» **DIRECTIVE**
Start with the line containing "the white cloud" and write out each line through the end of the listing, exactly as given.
● ● ● ●
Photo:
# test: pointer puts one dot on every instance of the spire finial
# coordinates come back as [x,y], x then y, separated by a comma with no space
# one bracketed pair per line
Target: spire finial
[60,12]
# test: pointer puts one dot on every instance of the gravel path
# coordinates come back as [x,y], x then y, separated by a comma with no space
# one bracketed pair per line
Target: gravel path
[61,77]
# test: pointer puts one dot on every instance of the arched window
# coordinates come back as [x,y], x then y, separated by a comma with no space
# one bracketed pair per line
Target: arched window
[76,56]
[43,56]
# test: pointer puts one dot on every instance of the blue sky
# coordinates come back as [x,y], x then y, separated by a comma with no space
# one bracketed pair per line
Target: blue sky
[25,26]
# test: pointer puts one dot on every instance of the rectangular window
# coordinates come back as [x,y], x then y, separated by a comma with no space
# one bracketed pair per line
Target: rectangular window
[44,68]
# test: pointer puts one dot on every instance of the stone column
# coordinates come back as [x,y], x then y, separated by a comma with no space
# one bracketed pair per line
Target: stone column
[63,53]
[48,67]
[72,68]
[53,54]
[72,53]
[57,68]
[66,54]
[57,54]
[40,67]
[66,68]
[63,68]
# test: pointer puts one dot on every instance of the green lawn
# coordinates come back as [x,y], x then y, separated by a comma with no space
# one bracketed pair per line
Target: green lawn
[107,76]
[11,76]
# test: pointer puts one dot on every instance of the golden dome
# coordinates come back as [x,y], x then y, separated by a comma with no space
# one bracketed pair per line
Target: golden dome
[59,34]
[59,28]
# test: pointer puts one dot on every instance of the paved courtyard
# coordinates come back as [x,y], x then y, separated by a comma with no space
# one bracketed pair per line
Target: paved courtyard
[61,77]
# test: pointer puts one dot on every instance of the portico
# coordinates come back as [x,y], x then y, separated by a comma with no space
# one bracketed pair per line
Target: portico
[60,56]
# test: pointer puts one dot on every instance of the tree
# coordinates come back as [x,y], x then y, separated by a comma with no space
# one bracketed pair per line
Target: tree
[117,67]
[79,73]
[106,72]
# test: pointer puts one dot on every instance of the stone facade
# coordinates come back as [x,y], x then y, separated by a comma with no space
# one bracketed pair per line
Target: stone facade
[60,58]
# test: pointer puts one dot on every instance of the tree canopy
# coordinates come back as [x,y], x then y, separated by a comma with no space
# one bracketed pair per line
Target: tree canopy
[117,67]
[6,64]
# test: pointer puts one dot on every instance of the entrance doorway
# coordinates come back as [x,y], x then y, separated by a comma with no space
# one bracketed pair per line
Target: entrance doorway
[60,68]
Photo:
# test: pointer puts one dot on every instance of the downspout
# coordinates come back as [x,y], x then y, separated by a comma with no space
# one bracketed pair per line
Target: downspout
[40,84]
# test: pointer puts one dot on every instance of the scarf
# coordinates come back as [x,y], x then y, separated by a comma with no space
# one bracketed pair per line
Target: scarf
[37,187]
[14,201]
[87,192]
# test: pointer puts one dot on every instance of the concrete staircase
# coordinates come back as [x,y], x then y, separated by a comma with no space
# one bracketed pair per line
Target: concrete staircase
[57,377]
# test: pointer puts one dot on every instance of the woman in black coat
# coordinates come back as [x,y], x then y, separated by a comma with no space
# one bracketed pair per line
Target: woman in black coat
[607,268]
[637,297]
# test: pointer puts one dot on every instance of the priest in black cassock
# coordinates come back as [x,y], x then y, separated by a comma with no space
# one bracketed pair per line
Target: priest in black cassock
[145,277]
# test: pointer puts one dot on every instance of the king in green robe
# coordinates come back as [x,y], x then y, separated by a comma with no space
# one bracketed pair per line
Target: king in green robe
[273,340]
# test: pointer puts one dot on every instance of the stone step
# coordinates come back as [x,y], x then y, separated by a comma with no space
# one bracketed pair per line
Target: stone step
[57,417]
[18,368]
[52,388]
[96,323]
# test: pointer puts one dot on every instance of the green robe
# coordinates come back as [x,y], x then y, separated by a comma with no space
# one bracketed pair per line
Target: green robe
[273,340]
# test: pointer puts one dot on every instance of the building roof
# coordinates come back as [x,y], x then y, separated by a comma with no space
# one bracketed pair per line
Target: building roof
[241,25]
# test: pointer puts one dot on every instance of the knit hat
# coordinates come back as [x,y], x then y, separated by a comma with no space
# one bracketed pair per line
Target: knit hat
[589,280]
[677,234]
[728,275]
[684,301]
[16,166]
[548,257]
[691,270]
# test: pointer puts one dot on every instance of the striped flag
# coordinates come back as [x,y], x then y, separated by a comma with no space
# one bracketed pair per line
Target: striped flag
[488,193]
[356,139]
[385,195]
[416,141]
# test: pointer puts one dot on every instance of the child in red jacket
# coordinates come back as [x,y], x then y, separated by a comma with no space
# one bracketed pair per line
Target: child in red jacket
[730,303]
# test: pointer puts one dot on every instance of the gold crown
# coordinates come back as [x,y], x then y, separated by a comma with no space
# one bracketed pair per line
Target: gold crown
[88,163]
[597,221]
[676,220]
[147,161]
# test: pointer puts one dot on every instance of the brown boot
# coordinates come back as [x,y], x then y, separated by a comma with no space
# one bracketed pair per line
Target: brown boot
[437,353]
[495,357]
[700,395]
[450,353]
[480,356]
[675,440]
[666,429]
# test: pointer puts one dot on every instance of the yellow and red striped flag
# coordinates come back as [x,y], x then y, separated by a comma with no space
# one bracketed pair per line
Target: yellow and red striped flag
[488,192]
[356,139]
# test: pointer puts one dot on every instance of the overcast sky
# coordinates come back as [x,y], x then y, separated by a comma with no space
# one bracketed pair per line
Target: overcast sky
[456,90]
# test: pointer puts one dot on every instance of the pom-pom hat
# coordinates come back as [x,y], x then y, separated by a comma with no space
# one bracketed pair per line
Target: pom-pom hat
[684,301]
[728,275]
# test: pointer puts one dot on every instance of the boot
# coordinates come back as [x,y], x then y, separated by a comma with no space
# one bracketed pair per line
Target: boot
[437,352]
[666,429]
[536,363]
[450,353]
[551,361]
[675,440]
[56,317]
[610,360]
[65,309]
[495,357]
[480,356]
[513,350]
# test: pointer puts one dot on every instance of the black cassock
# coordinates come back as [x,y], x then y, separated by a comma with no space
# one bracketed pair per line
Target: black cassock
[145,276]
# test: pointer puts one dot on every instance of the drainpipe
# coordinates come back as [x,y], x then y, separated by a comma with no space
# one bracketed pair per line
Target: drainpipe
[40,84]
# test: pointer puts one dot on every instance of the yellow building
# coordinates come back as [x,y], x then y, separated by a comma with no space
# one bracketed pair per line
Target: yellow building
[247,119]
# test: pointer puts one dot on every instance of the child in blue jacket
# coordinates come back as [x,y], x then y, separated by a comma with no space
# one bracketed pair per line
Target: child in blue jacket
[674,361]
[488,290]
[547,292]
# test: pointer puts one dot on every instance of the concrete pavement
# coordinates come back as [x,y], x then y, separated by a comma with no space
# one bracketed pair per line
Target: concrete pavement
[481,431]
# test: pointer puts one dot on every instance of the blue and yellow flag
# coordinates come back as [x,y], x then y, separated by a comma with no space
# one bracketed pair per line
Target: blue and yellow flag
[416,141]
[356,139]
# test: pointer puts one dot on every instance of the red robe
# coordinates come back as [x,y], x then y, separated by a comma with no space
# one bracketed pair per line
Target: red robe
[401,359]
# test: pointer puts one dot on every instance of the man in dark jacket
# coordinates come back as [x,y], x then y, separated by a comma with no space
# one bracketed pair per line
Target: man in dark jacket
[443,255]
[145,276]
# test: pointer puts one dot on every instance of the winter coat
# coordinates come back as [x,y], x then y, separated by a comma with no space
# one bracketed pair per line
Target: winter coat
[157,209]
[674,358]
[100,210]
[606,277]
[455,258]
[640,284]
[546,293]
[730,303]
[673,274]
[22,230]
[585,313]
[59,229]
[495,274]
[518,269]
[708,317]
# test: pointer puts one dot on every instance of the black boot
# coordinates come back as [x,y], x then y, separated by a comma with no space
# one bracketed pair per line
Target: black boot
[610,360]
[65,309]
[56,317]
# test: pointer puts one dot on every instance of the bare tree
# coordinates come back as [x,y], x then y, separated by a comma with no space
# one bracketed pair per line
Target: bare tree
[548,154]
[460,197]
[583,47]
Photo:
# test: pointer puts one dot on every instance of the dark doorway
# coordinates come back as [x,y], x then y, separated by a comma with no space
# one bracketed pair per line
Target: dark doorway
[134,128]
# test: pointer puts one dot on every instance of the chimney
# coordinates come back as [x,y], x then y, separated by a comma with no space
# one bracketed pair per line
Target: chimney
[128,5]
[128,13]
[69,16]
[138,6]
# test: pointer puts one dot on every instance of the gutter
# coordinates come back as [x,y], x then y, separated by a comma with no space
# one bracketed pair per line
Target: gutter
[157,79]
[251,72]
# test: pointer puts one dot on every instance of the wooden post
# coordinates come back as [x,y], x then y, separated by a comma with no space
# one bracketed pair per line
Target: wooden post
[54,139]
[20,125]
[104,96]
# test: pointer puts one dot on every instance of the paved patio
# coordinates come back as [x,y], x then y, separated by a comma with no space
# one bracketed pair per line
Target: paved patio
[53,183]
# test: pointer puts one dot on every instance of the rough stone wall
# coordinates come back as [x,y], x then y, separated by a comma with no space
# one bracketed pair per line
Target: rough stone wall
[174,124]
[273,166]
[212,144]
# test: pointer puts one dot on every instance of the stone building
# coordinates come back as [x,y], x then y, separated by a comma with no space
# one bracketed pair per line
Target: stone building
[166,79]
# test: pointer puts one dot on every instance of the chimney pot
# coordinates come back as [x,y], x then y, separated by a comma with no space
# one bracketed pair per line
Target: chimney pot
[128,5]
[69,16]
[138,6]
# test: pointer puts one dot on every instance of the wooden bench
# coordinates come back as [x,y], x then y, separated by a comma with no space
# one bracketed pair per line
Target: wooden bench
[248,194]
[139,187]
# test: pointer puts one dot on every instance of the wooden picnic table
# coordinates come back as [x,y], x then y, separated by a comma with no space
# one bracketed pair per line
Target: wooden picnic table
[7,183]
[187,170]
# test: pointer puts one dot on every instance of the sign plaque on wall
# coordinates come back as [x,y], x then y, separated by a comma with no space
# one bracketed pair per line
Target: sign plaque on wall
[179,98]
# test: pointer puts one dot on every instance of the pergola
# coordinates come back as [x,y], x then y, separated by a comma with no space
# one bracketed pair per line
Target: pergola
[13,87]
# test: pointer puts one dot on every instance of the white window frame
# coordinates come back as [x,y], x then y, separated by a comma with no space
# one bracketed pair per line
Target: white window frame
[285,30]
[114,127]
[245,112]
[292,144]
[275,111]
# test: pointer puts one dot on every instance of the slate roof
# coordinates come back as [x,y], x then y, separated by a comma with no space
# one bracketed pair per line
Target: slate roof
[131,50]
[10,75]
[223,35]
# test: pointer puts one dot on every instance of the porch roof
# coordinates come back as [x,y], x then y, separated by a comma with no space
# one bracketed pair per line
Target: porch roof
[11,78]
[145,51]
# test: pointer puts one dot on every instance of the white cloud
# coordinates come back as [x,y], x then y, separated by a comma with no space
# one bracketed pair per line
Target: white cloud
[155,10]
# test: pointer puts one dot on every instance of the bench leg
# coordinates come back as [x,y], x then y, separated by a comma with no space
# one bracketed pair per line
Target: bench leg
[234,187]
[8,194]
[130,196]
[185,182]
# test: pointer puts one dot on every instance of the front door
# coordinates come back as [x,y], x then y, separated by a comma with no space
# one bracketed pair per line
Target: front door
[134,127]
● ● ● ●
» **TASK SOLUTION**
# test: pointer puts one dot on every instance of the white cloud
# coordinates come back as [x,y], x then y, separated by a comma with no space
# one bracketed pair per line
Target: white cloud
[155,10]
# test: pointer puts one dot on every instance of the bench leg
# coordinates come back as [x,y], x then y, separated by a comma with no space
# one bracketed pair per line
Target: bench leg
[234,187]
[8,194]
[130,196]
[185,182]
# test: pointer puts one dot on every instance of the front door
# coordinates come back as [x,y], x then y, separated by a comma with no space
# one bracketed pair per line
Target: front door
[134,127]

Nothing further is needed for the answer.